**Objective 1**
Reproduce everything from "## SONNET CLV" down to "explore Stravinsky ...." in the Stravinsky forum thread below, keeping every character unchanged.

**Text section**
━━━━━━━━

# Help me Explore Stravinsky (And find other Composers I like)



## Captainnumber36 (Jan 19, 2017)

I enjoy Mozart, Chopin, Debussy, Ravel, Beethoven and Stravinsky the most.


----------



## Xisten267 (Sep 2, 2018)

I think that, if you like Debussy and Ravel that much, you may also like _Couperin_. _Hummel's_ piano concertos seem like a transition between Beethoven and Chopin to me, so they're worth a check also IMO. And if Mozart is your current favorite composer, what about giving _Haydn_ and _Gluck_ a chance? Mozart seems to have greatly admired both composers, that were his contemporaries.

Also, because they are (together with Beethoven) my absolute favorites for now, I think that you should give _J.S. Bach_ and _Wagner_ a chance also. 

Some music of the mentioned composers for you to listen:

_Couperin, Domine, salvum fac regem_ -> 




_Couperin, Lauda Sion Salvatorem_ -> 




_Hummel, Piano concerto No. 2_ -> 




_Haydn, symphony No. 104_ -> 




_Gluck, Dance of the Blessing Spirits_ -> 




_J.S. Bach, Prelude and Fugue BWV 543_ -> 




_Wagner, Tannhäuser overture_ ->


----------



## Captainnumber36 (Jan 19, 2017)

Allerius said:


> I think that, if you like Debussy and Ravel that much, you may also like _Couperin_. _Hummel's_ piano concertos seem like a transition between Beethoven and Chopin to me, so they're worth a check also IMO. And if Mozart is your current favorite composer, what about giving _Haydn_ and _Gluck_ a chance? Mozart seems to have greatly admired both composers, that were his contemporaries.
> 
> Also, because they are (together with Beethoven) my absolute favorites for now, I think that you should give _J.S. Bach_ and _Wagner_ a chance also.
> 
> ...


Thank you so much!


----------



## SONNET CLV (May 31, 2014)

*Help me Explore Stravinsky (And find other Composers I like)*



Captainnumber36 said:


> I enjoy Mozart, Chopin, Debussy, Ravel, Beethoven and Stravinsky the most.


I'm not sure what the commonalities are among Mozart, Chopin, Debussy/Ravel (Ok, I see some commonalities there), Beethoven, and Stravinsky aside from them all being great composers, each in his own manner. Giants, all. But, if you want to explore Stravinsky ....

Stravinsky, among all those you listed, proves the most enigmatic and wide-ranging in style. In other words, Stravinsky's music covers a lot of ground, from the early Rimsky-Korsakov orchestration inspired ballets through the later phases of "insect music" and Schoenberg-styled experiments. I sometimes think that the best way to explore Stravinsky is just to start listening to all of his music. Chances are some of it you will greatly love, some of it you may turn away from in annoyance or confusion.

━━━━━━━━

**Objective 2**
Report each line in the rows below that contains the string "stadium", treating uppercase and lowercase as different.

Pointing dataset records

━━━━━━━━

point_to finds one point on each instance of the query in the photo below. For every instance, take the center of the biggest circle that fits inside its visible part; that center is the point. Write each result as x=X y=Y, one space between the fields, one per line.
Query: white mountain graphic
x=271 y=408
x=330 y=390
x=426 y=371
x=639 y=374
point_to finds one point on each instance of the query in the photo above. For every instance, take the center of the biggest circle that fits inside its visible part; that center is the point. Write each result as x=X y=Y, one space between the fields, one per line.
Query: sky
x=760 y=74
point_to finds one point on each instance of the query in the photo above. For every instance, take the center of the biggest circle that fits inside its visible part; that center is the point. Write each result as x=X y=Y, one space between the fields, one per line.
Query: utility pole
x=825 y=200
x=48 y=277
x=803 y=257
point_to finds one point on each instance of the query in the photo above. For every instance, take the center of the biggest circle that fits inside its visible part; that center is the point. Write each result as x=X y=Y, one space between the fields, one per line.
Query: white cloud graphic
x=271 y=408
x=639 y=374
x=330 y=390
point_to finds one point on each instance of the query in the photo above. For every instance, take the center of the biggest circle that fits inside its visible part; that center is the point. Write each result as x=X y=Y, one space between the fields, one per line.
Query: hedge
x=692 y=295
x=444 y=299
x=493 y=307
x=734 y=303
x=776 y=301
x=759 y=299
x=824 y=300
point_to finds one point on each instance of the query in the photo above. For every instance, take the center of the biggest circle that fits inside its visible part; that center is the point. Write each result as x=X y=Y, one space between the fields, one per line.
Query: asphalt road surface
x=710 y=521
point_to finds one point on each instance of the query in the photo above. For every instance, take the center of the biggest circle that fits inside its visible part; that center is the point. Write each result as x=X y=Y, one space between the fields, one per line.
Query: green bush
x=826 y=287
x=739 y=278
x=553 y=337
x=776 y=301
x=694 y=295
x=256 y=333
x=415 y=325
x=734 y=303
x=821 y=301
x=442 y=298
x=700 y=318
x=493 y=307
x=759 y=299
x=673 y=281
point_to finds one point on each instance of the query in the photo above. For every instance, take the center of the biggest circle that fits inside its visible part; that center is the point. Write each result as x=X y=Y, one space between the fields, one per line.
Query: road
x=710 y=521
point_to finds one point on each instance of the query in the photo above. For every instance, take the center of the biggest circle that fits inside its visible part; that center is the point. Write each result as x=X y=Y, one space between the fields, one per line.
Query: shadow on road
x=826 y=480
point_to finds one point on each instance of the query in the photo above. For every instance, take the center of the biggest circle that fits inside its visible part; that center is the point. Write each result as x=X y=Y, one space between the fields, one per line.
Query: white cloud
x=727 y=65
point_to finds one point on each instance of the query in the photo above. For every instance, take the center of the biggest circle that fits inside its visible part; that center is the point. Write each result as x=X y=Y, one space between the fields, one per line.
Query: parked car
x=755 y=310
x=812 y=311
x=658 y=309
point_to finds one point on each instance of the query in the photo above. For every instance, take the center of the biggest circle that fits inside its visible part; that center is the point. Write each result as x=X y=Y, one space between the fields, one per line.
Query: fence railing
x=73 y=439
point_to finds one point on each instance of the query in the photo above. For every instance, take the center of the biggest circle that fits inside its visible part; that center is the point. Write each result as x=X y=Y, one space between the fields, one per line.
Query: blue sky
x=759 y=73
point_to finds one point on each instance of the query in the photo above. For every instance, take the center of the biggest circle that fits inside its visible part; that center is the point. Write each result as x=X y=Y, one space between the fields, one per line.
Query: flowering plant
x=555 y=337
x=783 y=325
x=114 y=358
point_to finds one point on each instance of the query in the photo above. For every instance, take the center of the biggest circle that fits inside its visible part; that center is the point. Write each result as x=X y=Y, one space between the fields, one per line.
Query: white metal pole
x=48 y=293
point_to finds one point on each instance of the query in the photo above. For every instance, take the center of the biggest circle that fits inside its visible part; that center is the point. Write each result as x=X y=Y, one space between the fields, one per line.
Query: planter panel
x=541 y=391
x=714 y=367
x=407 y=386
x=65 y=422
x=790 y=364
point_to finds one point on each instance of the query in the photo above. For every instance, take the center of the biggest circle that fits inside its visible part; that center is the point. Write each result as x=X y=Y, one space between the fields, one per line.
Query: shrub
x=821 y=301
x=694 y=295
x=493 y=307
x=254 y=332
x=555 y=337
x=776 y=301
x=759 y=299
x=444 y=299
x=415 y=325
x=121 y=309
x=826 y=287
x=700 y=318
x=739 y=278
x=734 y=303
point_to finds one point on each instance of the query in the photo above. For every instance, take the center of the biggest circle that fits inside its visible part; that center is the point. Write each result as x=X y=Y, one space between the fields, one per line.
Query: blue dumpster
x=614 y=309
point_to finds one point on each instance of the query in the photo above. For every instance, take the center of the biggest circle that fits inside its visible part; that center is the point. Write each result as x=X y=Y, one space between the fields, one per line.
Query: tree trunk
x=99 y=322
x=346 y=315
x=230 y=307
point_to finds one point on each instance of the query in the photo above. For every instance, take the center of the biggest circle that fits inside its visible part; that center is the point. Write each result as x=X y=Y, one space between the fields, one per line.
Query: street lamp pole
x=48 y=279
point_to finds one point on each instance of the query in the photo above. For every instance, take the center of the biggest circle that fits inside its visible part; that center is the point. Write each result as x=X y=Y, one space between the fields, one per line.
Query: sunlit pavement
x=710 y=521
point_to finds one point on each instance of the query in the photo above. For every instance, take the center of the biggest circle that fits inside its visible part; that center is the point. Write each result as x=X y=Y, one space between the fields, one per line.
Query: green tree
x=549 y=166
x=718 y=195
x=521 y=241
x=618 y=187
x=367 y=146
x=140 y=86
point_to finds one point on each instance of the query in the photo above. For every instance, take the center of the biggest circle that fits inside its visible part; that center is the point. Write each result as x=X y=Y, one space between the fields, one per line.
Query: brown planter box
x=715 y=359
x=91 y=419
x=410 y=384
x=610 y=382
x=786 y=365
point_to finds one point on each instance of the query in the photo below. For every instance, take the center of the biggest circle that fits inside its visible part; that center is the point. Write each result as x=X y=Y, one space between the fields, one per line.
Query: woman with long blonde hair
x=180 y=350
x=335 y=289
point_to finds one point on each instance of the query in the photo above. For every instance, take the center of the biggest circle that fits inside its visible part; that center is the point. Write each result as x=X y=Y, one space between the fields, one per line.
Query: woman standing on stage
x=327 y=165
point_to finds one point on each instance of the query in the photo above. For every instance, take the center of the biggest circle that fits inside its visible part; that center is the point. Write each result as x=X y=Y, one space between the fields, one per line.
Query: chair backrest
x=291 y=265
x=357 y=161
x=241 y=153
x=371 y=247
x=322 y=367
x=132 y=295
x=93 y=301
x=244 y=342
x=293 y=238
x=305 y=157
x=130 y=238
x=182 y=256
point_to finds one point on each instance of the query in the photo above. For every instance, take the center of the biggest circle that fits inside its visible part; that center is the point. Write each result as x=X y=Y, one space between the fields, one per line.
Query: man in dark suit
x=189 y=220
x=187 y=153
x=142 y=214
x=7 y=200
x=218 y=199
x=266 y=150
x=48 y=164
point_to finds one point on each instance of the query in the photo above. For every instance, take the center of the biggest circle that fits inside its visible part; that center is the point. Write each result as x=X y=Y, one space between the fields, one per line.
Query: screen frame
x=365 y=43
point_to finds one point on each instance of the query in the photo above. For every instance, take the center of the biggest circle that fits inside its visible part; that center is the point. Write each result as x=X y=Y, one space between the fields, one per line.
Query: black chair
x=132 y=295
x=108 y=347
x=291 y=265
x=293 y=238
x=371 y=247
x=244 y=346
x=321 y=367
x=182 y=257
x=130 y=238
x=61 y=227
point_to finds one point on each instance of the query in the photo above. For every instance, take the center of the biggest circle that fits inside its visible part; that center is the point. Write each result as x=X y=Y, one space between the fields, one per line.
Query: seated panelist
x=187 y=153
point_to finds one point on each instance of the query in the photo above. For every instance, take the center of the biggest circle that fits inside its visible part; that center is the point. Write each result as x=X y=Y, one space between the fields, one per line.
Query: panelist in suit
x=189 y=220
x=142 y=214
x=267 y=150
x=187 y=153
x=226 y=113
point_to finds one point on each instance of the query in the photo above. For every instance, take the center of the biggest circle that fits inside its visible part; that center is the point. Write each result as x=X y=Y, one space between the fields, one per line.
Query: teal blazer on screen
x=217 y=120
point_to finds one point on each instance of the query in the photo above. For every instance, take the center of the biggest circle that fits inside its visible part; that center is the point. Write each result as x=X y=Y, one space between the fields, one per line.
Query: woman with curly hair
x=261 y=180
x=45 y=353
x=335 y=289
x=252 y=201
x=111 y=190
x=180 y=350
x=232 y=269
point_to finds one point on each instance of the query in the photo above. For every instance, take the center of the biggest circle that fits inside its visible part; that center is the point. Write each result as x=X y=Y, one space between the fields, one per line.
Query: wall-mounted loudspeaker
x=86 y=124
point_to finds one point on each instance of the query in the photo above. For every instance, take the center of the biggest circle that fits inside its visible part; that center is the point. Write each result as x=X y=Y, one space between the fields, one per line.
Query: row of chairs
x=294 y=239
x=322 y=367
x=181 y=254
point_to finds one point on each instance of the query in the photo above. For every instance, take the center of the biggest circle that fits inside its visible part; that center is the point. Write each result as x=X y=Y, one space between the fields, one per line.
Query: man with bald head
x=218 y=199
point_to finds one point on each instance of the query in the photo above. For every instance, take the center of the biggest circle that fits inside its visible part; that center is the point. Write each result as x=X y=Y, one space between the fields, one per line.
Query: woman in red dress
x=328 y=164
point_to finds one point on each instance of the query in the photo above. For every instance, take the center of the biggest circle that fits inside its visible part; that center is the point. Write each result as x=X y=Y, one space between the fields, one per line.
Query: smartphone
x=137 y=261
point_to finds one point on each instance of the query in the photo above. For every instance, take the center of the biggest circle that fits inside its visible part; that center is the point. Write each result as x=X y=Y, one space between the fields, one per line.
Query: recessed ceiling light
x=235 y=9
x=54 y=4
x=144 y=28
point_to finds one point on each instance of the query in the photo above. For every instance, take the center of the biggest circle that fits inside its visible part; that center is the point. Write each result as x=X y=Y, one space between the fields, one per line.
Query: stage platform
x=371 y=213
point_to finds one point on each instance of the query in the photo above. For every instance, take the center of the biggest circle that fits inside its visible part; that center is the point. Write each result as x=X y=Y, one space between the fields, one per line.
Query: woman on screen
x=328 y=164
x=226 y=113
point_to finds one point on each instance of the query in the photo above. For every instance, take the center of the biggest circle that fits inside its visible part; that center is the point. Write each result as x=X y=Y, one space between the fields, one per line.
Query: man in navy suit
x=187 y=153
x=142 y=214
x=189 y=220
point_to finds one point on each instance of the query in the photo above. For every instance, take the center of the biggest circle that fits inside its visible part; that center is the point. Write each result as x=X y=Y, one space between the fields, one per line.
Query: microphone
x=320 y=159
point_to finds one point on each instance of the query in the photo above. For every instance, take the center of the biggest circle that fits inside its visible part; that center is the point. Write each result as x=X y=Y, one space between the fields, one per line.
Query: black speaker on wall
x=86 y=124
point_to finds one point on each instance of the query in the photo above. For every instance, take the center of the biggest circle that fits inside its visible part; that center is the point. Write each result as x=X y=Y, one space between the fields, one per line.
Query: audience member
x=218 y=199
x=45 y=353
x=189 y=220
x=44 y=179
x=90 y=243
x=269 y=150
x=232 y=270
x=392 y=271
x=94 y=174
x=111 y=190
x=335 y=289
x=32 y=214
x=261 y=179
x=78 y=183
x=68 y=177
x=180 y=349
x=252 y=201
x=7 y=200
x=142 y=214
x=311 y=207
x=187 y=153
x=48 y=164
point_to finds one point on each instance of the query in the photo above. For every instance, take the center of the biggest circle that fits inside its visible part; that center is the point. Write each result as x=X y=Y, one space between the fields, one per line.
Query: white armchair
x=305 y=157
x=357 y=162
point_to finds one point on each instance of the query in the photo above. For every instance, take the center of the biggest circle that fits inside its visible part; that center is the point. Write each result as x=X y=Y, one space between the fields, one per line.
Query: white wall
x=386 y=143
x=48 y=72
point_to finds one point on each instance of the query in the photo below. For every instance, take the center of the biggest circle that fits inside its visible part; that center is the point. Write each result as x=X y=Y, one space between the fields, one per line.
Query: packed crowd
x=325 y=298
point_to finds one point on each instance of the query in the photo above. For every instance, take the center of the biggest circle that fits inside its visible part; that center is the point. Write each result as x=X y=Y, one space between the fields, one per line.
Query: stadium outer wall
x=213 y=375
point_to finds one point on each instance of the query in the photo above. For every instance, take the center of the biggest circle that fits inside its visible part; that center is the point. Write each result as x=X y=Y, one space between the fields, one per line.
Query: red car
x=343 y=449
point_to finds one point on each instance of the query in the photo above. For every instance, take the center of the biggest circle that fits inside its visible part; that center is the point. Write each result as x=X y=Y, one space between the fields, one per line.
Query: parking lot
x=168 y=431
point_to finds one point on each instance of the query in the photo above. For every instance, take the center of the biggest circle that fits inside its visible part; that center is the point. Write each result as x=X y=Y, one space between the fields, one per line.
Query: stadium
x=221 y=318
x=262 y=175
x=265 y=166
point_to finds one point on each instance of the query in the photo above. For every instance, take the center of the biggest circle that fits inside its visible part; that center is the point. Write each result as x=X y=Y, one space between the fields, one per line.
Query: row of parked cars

━━━━━━━━

**Task answer 1**
## SONNET CLV (May 31, 2014)

*Help me Explore Stravinsky (And find other Composers I like)*



Captainnumber36 said:


> I enjoy Mozart, Chopin, Debussy, Ravel, Beethoven and Stravinsky the most.


I'm not sure what the commonalities are among Mozart, Chopin, Debussy/Ravel (Ok, I see some commonalities there), Beethoven, and Stravinsky aside from them all being great composers, each in his own manner. Giants, all. But, if you want to explore Stravinsky ....

**Task answer 2**
Query: stadium outer wall
Query: stadium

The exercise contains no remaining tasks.